• AIM: Could you format every line of the records below as a numbered list, with blank lines left out and the pictures omitted?
□ □ □ □
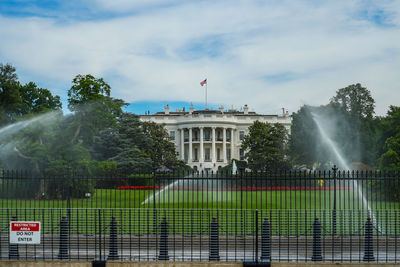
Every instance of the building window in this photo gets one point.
(186, 136)
(207, 154)
(241, 135)
(172, 135)
(186, 151)
(219, 136)
(207, 135)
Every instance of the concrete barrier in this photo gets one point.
(13, 263)
(173, 264)
(332, 264)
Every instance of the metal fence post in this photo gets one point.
(214, 241)
(63, 247)
(317, 251)
(13, 251)
(154, 204)
(113, 242)
(256, 227)
(334, 200)
(266, 241)
(369, 245)
(163, 255)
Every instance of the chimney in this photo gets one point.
(246, 109)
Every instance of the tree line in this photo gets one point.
(364, 140)
(98, 136)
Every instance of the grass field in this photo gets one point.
(190, 212)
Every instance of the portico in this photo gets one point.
(200, 144)
(209, 139)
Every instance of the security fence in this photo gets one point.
(274, 216)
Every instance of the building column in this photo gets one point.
(182, 144)
(232, 143)
(190, 146)
(224, 144)
(213, 146)
(201, 159)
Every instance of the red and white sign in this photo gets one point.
(24, 232)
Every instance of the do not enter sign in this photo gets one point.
(24, 232)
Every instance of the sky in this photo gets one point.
(270, 54)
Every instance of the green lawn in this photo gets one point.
(190, 212)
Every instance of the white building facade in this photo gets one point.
(209, 139)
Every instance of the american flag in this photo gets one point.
(203, 82)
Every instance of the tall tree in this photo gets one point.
(161, 149)
(38, 100)
(390, 159)
(126, 145)
(265, 146)
(356, 100)
(10, 99)
(89, 98)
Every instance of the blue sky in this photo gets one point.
(267, 54)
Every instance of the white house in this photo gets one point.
(209, 139)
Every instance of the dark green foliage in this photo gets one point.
(265, 146)
(348, 121)
(37, 100)
(86, 89)
(126, 145)
(161, 149)
(390, 159)
(17, 100)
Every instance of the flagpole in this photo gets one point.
(206, 93)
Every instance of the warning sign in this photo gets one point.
(24, 232)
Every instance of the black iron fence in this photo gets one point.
(275, 216)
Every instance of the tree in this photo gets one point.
(86, 89)
(126, 145)
(38, 100)
(93, 108)
(161, 149)
(10, 99)
(356, 101)
(265, 146)
(390, 159)
(18, 100)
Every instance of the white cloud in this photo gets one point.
(163, 53)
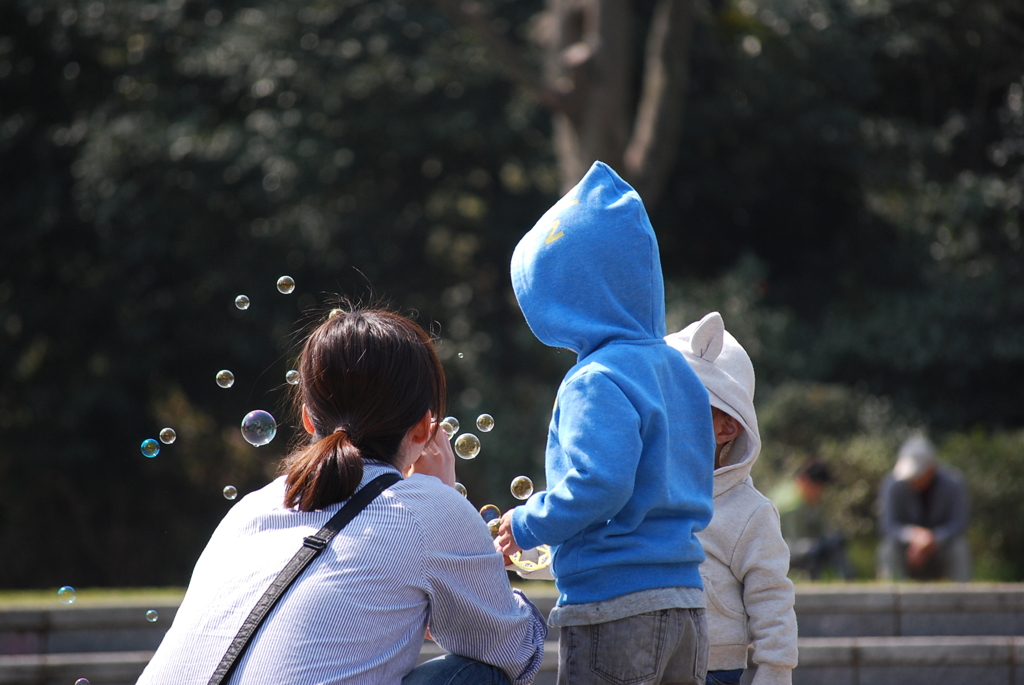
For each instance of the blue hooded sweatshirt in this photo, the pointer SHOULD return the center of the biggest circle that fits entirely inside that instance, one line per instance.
□ □ □ □
• ANSWER FOR THIS EXERCISE:
1. Every instance of the building window in this photo gets one point.
2. (186, 136)
3. (207, 154)
4. (241, 135)
5. (172, 135)
6. (186, 151)
7. (219, 136)
8. (207, 135)
9. Every instance of the concrete barrier in this photo gets one point.
10. (13, 263)
11. (173, 264)
12. (332, 264)
13. Every instance of the metal fence post in this photo gets one point.
14. (214, 241)
15. (63, 247)
16. (317, 251)
17. (13, 251)
18. (154, 204)
19. (113, 242)
20. (256, 227)
21. (334, 200)
22. (266, 241)
23. (369, 245)
24. (163, 255)
25. Every instance of the chimney in this photo gets one point.
26. (246, 109)
27. Every instance of the tree line in this photo gets one point.
28. (364, 140)
29. (98, 136)
30. Every instance of the grass field in this photo gets one point.
31. (190, 212)
32. Every instance of the portico in this photo gets one point.
33. (200, 144)
34. (209, 139)
35. Every instance of the security fence in this photo gets one point.
36. (274, 216)
37. Every instance of the building column in this photo gets one point.
38. (182, 144)
39. (232, 143)
40. (190, 146)
41. (224, 144)
42. (213, 146)
43. (201, 159)
44. Every instance of the red and white sign in this photo gets one point.
45. (24, 232)
46. Every instance of the do not enter sign in this photo gets one point.
47. (24, 232)
48. Every instance of the sky in this photo gets one point.
49. (270, 54)
50. Every instance of the green lawn in this photo gets one point.
51. (190, 212)
52. Every instance of the white building facade in this photo gets one point.
53. (209, 139)
54. Every instance of the american flag in this photo gets one point.
55. (203, 82)
56. Every instance of the tall tree in this photo gets one point.
57. (161, 149)
58. (38, 100)
59. (390, 159)
60. (126, 145)
61. (265, 146)
62. (356, 100)
63. (10, 99)
64. (89, 98)
65. Every instance of the blue sky in this photo gets one point.
66. (267, 54)
67. Every instance of the white house in this photo gets one point.
68. (209, 139)
69. Every instance of the dark green foliage in this photo gets one point.
70. (265, 146)
71. (348, 121)
72. (37, 100)
73. (86, 89)
74. (126, 145)
75. (161, 149)
76. (390, 159)
77. (17, 100)
78. Every instance of the flagpole in this photo gets one point.
79. (206, 93)
80. Every instance of the warning sign in this photo gets one point.
81. (24, 232)
82. Every instance of the black iron fence in this photo gets one point.
83. (275, 216)
84. Every instance of the tree in this photo gets one point.
85. (86, 89)
86. (126, 145)
87. (38, 100)
88. (93, 108)
89. (161, 149)
90. (10, 99)
91. (356, 101)
92. (265, 146)
93. (390, 159)
94. (18, 100)
95. Every instance of the white cloud in this photo gets one point.
96. (163, 53)
97. For each instance of the blue hooded sweatshirt in this photo, the pointer SHOULD return the center of the biggest circle that fits entirely inside that instance, one line per instance.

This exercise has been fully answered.